**Problem**
Give the records below again, word for word. No pictures belong in the copy.
═══ Material provided
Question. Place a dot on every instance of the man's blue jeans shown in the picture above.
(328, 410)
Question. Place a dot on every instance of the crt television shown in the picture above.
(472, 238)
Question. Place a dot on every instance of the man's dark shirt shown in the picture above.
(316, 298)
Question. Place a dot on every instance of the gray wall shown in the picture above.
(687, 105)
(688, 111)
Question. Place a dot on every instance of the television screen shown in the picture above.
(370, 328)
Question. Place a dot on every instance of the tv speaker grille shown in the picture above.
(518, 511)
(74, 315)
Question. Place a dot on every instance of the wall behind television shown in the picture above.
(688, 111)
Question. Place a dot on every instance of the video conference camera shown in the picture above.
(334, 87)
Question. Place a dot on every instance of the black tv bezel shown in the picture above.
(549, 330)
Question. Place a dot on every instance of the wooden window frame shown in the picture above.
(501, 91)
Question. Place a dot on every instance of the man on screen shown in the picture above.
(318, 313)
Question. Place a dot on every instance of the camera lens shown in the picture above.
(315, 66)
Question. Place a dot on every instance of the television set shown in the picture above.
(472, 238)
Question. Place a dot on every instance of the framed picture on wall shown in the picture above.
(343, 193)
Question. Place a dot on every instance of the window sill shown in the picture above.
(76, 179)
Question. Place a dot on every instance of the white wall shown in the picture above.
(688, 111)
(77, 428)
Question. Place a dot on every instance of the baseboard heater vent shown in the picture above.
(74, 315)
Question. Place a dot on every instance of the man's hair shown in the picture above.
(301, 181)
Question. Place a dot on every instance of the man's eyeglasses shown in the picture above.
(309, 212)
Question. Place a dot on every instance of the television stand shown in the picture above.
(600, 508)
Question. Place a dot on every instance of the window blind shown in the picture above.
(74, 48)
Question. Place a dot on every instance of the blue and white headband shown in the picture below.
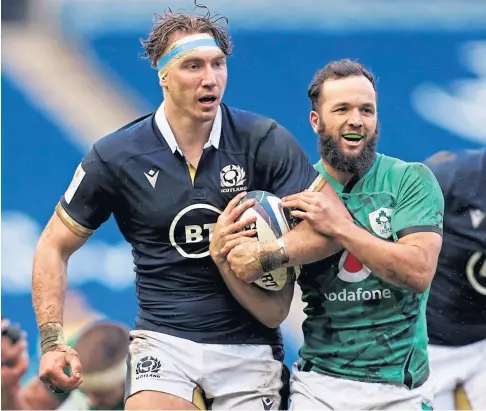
══════
**Task solution**
Question. Place a dot on every instance of the man's blue jeans shown in the picture above.
(328, 410)
Question. Place a dot on every instance of the crt television shown in the picture above.
(472, 238)
Question. Place a dot on every instance of the man's dark shirt shown in the picture above.
(316, 298)
Question. Place a dot on every instance of the gray wall shown in the picture above.
(687, 105)
(688, 111)
Question. Place a dot on every instance of the television screen shown in the picture above.
(370, 328)
Question. Place a dot on every instance of the tv speaker grille shown in the picture above.
(518, 511)
(74, 315)
Question. Place a dot on every instance of the wall behind television shown in the picture above.
(688, 111)
Question. Place a dot on every instance of the video conference camera shown in the picture above.
(334, 87)
Question. Place a dot on every instance of the black tv bezel shown in the picture above.
(549, 330)
Question. Place a dot on every instance of the wooden window frame shown in the picture above.
(501, 91)
Question. Place a dot on every instance of the man on screen shown in the picture above.
(318, 313)
Question. Place a dot on every instance of the camera lens shown in the picture above.
(315, 66)
Question. Place a dot on every instance of the television set shown in the picture above.
(472, 238)
Question. Place a dot on every instance of the framed picture on wall shown in the picture above.
(343, 193)
Question. Place a dot on every instance of the window sill shown in the picture above.
(76, 179)
Question. Place a dot on every instance of the white wall shown in the picture above.
(688, 111)
(77, 428)
Question. Place a dot on every instance of the baseboard heater vent shown in the picture above.
(74, 315)
Question. Place a dot on every instance of the man's hair shown in the picture above.
(301, 181)
Question. Place a dot on every instance of the man's eyeglasses shown in the picture above.
(309, 212)
Question. Place a dot on every instance of the television stand shown in the picture above.
(600, 508)
Question. Place a dot on every instance of the window blind shown in the picture above.
(74, 48)
Question. Place a dot on every instance of the blue and white headband shown in the picture below.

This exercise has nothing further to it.